Nell’annuncio al mondo della risurrezione di Gesù la Chiesa proclama che vivere nel Signore risorto ormai significa vivere in Colui che ci partecipa il suo Amore tanto da farlo diventare in noi radice di vita, scopo supremo dell'essere e dell'agire. Per avvicinare i cuori degli uomini Dio ha messo da parte la sua potenza preferendo la debolezza (cfr Fil 2,8). Questa debolezza di Dio non svela solo l'immensità dell'amore di Dio per l'uomo, ma anche il bisogno dell'uomo per essere tale, compiuto nella sua umanità. Ed il mistero scaturisce proprio qui: l'uomo, per scoprire la sua umanità, non può non guardare a questa debolezza di Dio. Tutto ciò che è fuori da tale debolezza, risulterà illusione e causerà ulteriore sofferenza, ma sorda, tragica, insensata, che porterà divisione e non comunione, che porterà rabbia e non riposo. La gioia pasquale lo proclama.

Lungo la settimana santa più volte era risuonata la profezia di Isaia: “Dopo il suo intimo tormento vedrà la luce e si sazierà della sua conoscenza; il giusto mio servo giustificherà molti, egli si addosserà le loro iniquità. Perciò io gli darò in premio le moltitudini, dei potenti egli farà bottino, perché ha spogliato se stesso fino alla morte ed è stato annoverato fra gli empi, mentre egli portava il peccato di molti e intercedeva per i colpevoli” (Is 53,11-12). Espressioni che nella traduzione letterale del testo ebraico sono ancora più potenti: “ … poiché ha versato la sua vita nella morte …”. Questo ha fatto Gesù: non ha trionfato sulla morte eliminandola o scartandola ma entrandoci con la sua vita. La veglia pasquale ce ne ha dato l’esperienza: se la morte è l'ultimo nemico che deve essere annientato, allora vuol dire che non c'è nemico che abbia potere su Colui che l'ha vinta. E se l'ha vinta come primogenito di tanti fratelli, allora vuol dire che la sua stessa vita, non più segnata dalla morte, diventa la nostra vita, quella che può segnare e vivificare il nostro vivere quotidiano, sempre tallonato e ferito dalla morte e spirituale e fisica.

Nella lettera agli Ebrei si legge: "Avendogli assoggettato ogni cosa, nulla ha lasciato che non gli fosse sottomesso ... Però quel Gesù ... lo vediamo ora coronato di gloria e di onore a causa della morte che ha sofferto, perché per la grazia di Dio egli sperimentasse la morte a vantaggio di tutti. Ed era ben giusto che colui, per il quale e dal quale sono tutte le cose, volendo portare molti figli alla gloria, rendesse perfetto [=portasse a compimento, facesse raggiungere lo scopo per il quale è venuto] mediante la sofferenza il capo che guida alla salvezza" (Eb 2,8-10). E che cosa Gesù ha portato a compimento se non la pace tra Dio e gli uomini, tra gli uomini ed i loro simili? E quando la Chiesa esulta nell’inno pasquale (“Irradia sulla tua Chiesa la gioia pasquale, o Signore, unisci alla tua vittoria i rinati nel battesimo”) allude alla gioia che per noi si risolve nell’esperienza del suo dolce perdono: “Tu, o Cristo, sei il nostro dolce perdono. Fa’ che di Te in ogni istante io mi sappia rivestire e non abbia potere su di me la miseria con cui mi vedo e mi sento. Con le tue ferite risanami, che io respiri e viva del tuo sguardo verso il Padre. Nelle tue piaghe nascondimi, che il sentimento della mia malinconia non si erga a obiezione della tua grandezza. Lasciami entrare nel tuo cuore, che io mi avvolga della sua benevolenza e mi faccia rinascere, finiti i terrori della notte, al mattino della tua presenza”.

┄┄┄┄┄┄┄┄┄┄┄┄┄┄┄┄┄┄┄┄

● Obiettivo
Riscrivi il brano sulla risurrezione da "Nell’annuncio al mondo" a "pasquale lo proclama.", mettendo "fragilità" al posto di "debolezza" ogni volta che compare.

● Voci del dataset
┄┄┄┄┄┄┄┄┄┄┄┄┄┄┄┄┄┄┄┄

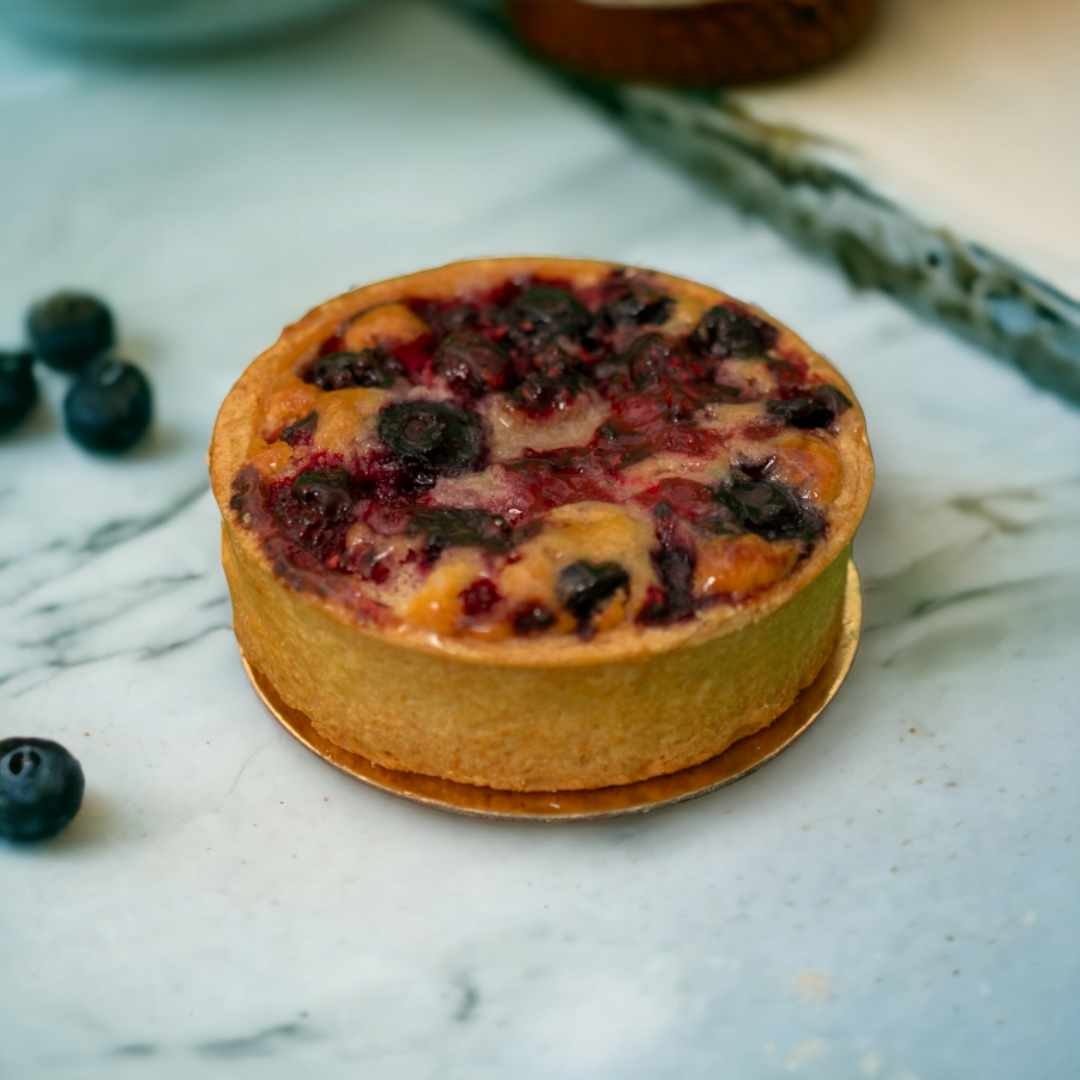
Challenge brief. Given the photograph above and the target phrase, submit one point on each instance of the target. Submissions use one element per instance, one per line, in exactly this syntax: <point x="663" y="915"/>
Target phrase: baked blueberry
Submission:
<point x="18" y="390"/>
<point x="532" y="619"/>
<point x="674" y="601"/>
<point x="471" y="363"/>
<point x="649" y="359"/>
<point x="439" y="435"/>
<point x="107" y="407"/>
<point x="583" y="586"/>
<point x="341" y="370"/>
<point x="817" y="410"/>
<point x="721" y="334"/>
<point x="634" y="309"/>
<point x="444" y="527"/>
<point x="767" y="508"/>
<point x="41" y="786"/>
<point x="325" y="494"/>
<point x="801" y="413"/>
<point x="542" y="312"/>
<point x="69" y="329"/>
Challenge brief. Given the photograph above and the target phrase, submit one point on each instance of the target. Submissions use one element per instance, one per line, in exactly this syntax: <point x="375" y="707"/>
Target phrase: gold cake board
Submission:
<point x="737" y="761"/>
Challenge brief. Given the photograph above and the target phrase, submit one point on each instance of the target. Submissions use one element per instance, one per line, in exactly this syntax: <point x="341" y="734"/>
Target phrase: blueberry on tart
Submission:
<point x="539" y="524"/>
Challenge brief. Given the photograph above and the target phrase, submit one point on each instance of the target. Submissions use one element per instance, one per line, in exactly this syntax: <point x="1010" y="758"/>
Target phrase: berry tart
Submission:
<point x="538" y="524"/>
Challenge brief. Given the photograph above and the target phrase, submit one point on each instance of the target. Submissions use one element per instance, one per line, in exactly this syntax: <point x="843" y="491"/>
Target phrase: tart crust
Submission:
<point x="555" y="712"/>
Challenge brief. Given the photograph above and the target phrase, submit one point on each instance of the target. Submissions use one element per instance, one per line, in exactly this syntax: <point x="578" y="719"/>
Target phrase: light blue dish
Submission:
<point x="158" y="25"/>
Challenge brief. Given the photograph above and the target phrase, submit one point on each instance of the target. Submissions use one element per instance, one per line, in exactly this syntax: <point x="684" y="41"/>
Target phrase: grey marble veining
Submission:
<point x="892" y="898"/>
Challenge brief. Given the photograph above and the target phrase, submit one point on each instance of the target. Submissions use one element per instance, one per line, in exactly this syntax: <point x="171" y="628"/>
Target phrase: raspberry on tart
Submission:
<point x="539" y="524"/>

┄┄┄┄┄┄┄┄┄┄┄┄┄┄┄┄┄┄┄┄

● Compito svolto
Nell’annuncio al mondo della risurrezione di Gesù la Chiesa proclama che vivere nel Signore risorto ormai significa vivere in Colui che ci partecipa il suo Amore tanto da farlo diventare in noi radice di vita, scopo supremo dell'essere e dell'agire. Per avvicinare i cuori degli uomini Dio ha messo da parte la sua potenza preferendo la fragilità (cfr Fil 2,8). Questa fragilità di Dio non svela solo l'immensità dell'amore di Dio per l'uomo, ma anche il bisogno dell'uomo per essere tale, compiuto nella sua umanità. Ed il mistero scaturisce proprio qui: l'uomo, per scoprire la sua umanità, non può non guardare a questa fragilità di Dio. Tutto ciò che è fuori da tale fragilità, risulterà illusione e causerà ulteriore sofferenza, ma sorda, tragica, insensata, che porterà divisione e non comunione, che porterà rabbia e non riposo. La gioia pasquale lo proclama.